Ben Hogan Reno Open

Tournament information
- Location: Reno, Nevada
- Established: 1990
- Course: Northgate Golf Course
- Par: 72
- Tour: Ben Hogan Tour
- Format: Stroke play
- Prize fund: US$100,000
- Month played: September
- Final year: 1991

Tournament record score
- Aggregate: 202 Mike Springer (1990)
- To par: −14 as above

Final champion
- John Flannery
- Northgate GC Location in the United States Northgate GC Location in Nevada

= Reno Open =

The Reno Open was a golf tournament on the Ben Hogan Tour that was contested from 1990 to 1991 and played at Northgate Golf Course in Reno, Nevada.

Mike Springer won the inaugural tournament.

John Flannery captured the 1991 edition of the event. He defeated Rob Boldt, Esteban Toledo and Tom Lehman in a sudden-death playoff to earn $20,000 and his first victory on the circuit. The playoff is recognized as one of the most unusual in Tour history. On the second hole, the 18th, Flannery appeared to have won before failing to mark his ball properly on the green, a two-stroke rules violation. Toledo also committed a rules violation on the green and was accessed a one-stroke penalty. Each player carded a six, forcing the playoff into the third-extra hole, where Flannery won the event.

:: DATASET ROWS ::
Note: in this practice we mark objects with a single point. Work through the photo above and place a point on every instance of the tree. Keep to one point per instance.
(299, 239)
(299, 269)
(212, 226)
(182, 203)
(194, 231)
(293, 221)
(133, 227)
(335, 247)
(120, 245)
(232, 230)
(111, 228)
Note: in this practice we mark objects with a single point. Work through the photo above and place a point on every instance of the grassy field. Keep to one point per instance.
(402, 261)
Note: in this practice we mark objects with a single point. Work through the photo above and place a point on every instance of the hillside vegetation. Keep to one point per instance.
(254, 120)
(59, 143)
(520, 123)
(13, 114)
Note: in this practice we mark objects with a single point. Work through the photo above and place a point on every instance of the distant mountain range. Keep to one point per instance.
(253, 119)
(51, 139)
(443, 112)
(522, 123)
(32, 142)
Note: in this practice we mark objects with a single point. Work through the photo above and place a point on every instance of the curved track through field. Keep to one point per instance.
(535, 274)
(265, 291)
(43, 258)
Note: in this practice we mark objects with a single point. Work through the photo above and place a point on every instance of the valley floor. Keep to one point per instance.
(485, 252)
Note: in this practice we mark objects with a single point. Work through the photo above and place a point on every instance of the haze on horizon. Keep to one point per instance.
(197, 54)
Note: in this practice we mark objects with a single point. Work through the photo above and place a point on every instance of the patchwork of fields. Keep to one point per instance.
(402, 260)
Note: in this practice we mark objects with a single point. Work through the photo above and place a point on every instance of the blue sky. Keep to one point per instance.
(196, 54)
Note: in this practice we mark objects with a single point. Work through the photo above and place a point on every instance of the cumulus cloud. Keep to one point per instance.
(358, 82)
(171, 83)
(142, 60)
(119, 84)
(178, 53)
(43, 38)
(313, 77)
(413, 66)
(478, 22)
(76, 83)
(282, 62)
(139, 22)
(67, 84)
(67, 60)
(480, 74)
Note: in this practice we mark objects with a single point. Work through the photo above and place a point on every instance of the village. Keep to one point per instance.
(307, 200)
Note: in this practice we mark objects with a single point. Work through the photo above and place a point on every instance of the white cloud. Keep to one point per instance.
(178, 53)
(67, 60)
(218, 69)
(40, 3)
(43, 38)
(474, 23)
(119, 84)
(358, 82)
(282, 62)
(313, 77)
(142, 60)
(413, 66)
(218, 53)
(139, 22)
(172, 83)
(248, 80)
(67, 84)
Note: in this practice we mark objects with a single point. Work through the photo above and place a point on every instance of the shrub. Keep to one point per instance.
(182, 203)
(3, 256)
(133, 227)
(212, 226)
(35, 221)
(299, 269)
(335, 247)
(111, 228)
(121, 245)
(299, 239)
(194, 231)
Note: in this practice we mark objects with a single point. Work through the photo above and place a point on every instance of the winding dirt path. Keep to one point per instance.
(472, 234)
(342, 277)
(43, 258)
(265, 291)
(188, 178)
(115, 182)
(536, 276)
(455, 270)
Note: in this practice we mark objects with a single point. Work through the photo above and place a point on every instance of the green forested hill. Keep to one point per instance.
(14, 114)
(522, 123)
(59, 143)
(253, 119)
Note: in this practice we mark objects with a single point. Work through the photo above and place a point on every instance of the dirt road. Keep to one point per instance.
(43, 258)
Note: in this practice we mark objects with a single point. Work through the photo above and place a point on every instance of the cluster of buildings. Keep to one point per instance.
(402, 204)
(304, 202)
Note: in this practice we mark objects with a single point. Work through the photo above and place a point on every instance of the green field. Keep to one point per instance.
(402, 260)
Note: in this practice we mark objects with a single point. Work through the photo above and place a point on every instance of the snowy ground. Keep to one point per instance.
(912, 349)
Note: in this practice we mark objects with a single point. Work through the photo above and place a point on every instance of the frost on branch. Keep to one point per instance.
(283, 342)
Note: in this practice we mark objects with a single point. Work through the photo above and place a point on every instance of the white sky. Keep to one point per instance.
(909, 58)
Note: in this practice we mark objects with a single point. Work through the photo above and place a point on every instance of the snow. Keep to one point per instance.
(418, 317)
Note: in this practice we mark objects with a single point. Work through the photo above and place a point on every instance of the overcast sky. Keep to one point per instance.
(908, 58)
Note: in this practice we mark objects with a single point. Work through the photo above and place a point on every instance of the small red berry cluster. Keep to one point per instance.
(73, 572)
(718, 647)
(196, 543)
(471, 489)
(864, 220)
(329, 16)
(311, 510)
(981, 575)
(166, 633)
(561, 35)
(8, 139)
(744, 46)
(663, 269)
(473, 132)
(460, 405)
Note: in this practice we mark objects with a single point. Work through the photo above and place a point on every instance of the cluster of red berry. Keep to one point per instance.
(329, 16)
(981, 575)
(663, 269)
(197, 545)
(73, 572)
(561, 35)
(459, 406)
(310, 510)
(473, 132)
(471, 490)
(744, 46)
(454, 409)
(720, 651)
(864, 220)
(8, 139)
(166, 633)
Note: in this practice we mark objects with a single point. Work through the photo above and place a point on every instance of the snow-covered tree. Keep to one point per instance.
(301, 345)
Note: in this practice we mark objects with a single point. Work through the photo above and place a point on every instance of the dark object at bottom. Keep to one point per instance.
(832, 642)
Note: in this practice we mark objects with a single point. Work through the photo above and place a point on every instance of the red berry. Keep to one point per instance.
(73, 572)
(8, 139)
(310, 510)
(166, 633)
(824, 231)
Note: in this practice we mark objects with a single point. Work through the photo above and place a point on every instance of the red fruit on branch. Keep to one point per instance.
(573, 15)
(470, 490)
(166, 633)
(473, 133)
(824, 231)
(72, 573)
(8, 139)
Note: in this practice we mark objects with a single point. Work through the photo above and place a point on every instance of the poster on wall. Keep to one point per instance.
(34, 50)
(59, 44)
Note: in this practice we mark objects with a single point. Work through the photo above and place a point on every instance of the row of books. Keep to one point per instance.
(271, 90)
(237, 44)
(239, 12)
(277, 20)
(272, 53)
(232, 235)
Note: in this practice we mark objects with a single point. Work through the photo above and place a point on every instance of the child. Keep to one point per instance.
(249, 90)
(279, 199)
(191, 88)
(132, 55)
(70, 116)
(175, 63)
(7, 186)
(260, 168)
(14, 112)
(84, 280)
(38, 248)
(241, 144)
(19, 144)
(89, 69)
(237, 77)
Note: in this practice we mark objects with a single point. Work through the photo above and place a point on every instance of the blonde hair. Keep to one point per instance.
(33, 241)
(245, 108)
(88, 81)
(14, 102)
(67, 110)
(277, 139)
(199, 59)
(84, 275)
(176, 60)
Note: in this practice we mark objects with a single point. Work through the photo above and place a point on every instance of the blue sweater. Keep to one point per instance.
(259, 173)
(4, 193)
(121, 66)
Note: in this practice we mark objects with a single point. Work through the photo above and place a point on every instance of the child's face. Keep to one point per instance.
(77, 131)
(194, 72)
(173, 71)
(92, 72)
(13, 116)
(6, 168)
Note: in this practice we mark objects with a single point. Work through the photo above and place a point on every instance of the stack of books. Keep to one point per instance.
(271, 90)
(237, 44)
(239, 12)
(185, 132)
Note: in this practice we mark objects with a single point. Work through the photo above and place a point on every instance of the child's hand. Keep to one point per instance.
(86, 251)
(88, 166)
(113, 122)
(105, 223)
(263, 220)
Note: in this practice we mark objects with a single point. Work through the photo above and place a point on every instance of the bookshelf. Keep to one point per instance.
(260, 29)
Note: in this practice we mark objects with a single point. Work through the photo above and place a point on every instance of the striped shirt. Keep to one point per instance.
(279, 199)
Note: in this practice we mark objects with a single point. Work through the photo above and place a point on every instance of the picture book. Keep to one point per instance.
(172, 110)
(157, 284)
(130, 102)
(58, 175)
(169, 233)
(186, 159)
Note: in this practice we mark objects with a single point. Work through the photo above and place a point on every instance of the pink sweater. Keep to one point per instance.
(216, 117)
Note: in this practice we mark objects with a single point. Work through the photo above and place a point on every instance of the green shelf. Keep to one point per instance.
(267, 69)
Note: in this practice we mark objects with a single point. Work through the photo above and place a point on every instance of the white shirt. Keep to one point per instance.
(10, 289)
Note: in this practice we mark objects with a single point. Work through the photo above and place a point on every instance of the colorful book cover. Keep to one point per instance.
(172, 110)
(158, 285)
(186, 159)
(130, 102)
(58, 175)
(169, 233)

:: CHALLENGES ::
**A.** Answer these questions from the Reno Open text, giving each answer on its own line:
(i) What was the tournament's prize fund?
(ii) Who won the inaugural tournament?
(iii) How much did John Flannery earn for his 1991 win?
**B.** According to the Reno Open text, why did the 1991 playoff go on past the second extra hole, the 18th?

:: FINAL ANSWERS ::
**A.**
(i) US$100,000
(ii) Mike Springer
(iii) $20,000

**B.** On the 18th, Flannery appeared to have won but failed to mark his ball properly on the green, a two-stroke rules violation. Toledo also broke a rule on the green and received a one-stroke penalty. Each player carded a six, which forced the playoff into the third extra hole.